Brano:
In Gran Bretagna, infatti, la questione dell’uguaglianza formale tra tutti i cittadini è stata risolta sì con provvedimenti normativi – che hanno affermato il principio secondo cui tutti i cittadini sono uguali davanti alla legge anche indipendentemente dal loro orientamento sessuale e dalla loro identità di genere -, ma anche attraverso l’ovvio riconoscimento, da parte della società nel suo complesso, del fatto che le persone omosessuali esistono: vivono, lavorano, sognano e si realizzano (o almeno ci provano) esattamente come tutte le altre persone.

Tra le altre cose, le persone LGBT lavorano, e concorrono pro capite alla produzione del reddito nazionale. Esse esistono nei luoghi di lavoro, dove esprimono talento e capacità come le persone eterosessuali. Il capitale umano è il principale fattore di successo di un’impresa e il talento non si presenta solo nella forma del maschio tra i 40 e i 50, bianco, etero, cristiano e perfettamente abile. Se ne sono accorti i datori di lavoro, che sono attenti ai risultati delle proprie aziende e che fanno dunque in modo di garantire una cultura dell’inclusione e del rispetto nei luoghi di lavoro (lo chiamano “Diversity management”). Se ne sono accorti dunque anche i dipendenti LGBT che – a queste condizioni, sapendo di trovarsi in un ambiente nel quale non hanno nulla da temere – non devono nascondersi (e infatti non si nascondono) con capi, colleghi e collaboratori.

Consegna: Prosegui il brano sulle persone LGBT nei luoghi di lavoro britannici, ripartendo subito dopo la sua ultima frase.

Dati forniti:

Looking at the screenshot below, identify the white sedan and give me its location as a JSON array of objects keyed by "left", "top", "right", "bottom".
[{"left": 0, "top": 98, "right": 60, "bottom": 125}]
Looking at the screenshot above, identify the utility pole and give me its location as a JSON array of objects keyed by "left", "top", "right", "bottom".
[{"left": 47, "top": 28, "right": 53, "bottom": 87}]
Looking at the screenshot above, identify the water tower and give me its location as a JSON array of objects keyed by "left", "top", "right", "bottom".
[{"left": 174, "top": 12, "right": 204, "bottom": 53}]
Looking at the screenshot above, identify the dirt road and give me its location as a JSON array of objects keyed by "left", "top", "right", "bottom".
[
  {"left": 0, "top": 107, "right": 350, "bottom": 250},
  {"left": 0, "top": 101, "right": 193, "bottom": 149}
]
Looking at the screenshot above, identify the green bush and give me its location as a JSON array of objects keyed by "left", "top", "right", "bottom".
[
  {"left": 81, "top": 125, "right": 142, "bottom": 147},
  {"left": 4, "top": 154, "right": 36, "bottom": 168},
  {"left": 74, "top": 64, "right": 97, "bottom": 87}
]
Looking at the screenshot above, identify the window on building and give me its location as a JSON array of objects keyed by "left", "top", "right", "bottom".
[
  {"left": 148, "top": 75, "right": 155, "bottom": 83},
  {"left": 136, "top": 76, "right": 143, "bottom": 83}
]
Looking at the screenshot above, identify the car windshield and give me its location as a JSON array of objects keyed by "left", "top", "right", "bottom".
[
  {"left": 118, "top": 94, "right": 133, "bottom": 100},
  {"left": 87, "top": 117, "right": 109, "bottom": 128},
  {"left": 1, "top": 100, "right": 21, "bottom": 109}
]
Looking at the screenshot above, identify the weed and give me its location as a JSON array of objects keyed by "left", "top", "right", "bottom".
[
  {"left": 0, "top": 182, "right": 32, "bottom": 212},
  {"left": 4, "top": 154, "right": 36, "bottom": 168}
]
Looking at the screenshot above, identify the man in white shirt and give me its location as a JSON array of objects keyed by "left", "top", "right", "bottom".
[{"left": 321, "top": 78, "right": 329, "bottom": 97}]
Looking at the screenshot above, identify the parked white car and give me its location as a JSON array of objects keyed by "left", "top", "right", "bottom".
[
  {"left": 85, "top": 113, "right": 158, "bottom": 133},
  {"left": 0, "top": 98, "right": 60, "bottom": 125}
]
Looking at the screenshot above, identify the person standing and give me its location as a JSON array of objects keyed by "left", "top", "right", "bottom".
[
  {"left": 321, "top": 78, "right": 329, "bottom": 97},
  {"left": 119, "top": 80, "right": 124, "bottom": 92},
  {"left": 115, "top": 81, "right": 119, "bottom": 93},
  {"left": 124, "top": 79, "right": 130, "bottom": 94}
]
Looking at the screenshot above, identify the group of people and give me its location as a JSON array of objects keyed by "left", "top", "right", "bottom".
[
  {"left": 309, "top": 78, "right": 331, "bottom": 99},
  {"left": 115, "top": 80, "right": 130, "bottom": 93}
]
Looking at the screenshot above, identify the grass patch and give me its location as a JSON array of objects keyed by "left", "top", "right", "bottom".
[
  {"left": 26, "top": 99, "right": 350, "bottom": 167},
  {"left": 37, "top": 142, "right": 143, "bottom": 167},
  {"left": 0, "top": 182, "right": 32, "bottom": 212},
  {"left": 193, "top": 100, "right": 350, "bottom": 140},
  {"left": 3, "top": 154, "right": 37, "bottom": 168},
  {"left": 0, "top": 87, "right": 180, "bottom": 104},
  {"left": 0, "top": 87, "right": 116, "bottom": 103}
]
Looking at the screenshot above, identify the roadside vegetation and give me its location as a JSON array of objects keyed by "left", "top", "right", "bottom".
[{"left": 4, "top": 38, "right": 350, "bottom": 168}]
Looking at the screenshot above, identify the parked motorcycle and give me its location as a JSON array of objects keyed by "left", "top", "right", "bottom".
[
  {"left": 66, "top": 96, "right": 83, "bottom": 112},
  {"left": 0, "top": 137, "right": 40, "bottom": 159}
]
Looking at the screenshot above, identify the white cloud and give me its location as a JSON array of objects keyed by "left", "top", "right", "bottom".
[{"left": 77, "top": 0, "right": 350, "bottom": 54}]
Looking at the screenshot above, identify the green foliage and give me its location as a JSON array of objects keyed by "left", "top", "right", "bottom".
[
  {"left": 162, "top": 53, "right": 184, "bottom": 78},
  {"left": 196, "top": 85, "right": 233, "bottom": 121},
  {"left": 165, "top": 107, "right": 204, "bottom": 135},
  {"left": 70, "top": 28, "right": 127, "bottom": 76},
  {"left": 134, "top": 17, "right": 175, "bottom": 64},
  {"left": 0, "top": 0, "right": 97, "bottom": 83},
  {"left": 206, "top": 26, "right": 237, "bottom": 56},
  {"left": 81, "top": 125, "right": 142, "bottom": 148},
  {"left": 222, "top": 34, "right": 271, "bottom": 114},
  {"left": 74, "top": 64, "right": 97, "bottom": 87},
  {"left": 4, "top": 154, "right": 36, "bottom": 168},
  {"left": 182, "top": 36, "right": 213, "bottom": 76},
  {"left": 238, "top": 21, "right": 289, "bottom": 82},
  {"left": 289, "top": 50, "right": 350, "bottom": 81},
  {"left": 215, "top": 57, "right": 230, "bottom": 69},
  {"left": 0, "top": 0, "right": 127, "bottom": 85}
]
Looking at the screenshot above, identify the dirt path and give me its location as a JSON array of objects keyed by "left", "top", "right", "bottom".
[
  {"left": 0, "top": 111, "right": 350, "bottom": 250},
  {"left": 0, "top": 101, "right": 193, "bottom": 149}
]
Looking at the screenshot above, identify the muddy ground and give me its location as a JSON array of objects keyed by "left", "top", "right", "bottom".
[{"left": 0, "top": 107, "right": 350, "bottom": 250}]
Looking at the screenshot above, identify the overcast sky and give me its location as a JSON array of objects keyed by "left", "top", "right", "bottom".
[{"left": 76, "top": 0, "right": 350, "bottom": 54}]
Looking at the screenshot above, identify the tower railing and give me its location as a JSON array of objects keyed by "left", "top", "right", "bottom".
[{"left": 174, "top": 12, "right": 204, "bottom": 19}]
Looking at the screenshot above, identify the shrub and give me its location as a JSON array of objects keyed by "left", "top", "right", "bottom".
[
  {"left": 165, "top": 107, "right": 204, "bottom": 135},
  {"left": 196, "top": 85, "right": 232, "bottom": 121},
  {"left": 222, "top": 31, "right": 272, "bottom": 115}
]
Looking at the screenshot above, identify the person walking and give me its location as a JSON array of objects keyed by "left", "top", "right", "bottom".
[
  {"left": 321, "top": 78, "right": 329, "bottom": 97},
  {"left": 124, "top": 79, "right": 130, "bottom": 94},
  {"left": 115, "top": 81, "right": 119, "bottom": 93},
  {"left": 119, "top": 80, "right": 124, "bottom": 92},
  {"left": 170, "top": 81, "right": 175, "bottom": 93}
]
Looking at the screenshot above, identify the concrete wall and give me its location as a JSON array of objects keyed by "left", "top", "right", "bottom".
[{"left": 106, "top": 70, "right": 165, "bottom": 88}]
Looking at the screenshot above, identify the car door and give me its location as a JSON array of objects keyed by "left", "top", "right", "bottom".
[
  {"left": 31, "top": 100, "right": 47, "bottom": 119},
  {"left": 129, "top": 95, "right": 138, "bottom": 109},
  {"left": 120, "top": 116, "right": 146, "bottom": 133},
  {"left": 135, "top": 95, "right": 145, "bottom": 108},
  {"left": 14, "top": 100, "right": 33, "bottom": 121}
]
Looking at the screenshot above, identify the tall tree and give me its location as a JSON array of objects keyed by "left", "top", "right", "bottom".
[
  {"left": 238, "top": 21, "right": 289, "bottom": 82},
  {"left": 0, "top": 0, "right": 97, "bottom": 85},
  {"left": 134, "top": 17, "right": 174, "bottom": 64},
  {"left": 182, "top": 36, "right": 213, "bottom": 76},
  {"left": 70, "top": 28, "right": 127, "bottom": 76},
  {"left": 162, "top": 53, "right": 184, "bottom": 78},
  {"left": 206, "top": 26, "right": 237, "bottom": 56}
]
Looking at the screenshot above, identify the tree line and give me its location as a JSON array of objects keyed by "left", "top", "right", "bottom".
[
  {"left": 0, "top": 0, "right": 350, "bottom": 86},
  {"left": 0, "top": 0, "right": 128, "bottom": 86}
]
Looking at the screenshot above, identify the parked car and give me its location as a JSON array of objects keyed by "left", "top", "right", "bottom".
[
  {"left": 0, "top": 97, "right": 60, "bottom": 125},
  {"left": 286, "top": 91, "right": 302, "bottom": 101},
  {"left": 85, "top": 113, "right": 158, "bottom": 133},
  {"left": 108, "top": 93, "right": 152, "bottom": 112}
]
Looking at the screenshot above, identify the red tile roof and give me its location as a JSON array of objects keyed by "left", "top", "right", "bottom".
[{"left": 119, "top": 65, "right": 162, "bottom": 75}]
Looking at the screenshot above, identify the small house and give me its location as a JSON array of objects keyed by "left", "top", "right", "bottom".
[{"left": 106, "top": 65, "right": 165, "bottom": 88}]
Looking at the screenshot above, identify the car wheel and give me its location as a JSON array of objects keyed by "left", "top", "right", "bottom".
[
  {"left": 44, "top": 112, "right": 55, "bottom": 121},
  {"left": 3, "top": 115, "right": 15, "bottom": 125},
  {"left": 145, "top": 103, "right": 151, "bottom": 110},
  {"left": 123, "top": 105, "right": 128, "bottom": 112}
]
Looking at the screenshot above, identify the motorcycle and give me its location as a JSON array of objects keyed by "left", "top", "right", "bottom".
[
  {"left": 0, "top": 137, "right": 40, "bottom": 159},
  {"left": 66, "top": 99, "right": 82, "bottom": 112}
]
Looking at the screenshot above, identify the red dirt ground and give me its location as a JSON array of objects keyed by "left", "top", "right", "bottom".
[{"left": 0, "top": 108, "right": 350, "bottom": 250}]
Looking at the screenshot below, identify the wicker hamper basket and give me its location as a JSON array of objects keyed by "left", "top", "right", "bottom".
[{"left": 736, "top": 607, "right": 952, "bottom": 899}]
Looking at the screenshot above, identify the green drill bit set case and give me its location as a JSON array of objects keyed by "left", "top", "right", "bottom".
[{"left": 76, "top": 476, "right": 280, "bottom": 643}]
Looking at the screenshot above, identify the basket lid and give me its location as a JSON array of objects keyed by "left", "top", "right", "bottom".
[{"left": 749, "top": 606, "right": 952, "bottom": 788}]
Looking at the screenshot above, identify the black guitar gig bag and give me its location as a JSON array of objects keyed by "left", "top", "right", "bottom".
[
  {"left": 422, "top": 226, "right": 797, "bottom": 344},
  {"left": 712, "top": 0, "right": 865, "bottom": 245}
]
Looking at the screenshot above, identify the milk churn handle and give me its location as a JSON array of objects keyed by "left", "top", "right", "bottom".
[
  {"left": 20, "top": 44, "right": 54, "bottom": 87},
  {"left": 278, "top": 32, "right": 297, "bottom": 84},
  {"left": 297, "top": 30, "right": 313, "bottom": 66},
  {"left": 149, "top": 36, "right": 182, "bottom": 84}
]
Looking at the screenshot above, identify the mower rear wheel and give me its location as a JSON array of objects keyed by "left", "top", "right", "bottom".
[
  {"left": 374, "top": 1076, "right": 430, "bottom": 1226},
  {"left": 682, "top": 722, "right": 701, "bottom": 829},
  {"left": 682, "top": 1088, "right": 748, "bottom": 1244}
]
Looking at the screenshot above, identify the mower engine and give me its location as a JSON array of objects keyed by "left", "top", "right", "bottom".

Risposta:
E’ l’accettazione del principio che le persone LGBT non si manifestano solo al Pride, ma sono dappertutto. Certo: decidono di manifestarsi o non manifestarsi a propria discrezione, in modo inversamente proporzionale alla quantità di pericolo percepito. Se l’ambiente è “safe” come dicono gli inglesi, non c’è nessun bisogno di pretendere di essere ciò che non si è. Questo è il principio per cui io diffido di tutte le comunità in cui nessuno, ma proprio nessuno (tipo i gruppi parlamentari di 5Stelle) condivide con gli altri di essere gay o lesbica. Non significa che siano tutti etero, significa solo che i gay e le lesbiche presenti hanno tastato il terreno e hanno deciso che è meglio stare ben coperti e al riparo dai rischi che hanno personalmente verificato approfittando della propria invisibilità.

A Londra le cose vanno in un altro modo e dunque non un giornale qualsiasi, ma appunto il Financial Times, ormai da tre anni pubblica la lista dei 100 business leaders LGBT, dei 30 emergenti e dei 30 leader “alleati”. I primi sono i dirigenti di azienda o manager gay, lesbiche bisessuali o trans che il panel dei valutatori considera più influenti nel paese, i secondi sono nominati tra i più brillanti tra i giovani, gli “alleati” sono invece quei leader eterosessuali che nelle proprie aziende lavorano per assicurare che le aziende si rinforzino come datori di lavoro di eccellenza per le persone LGBT.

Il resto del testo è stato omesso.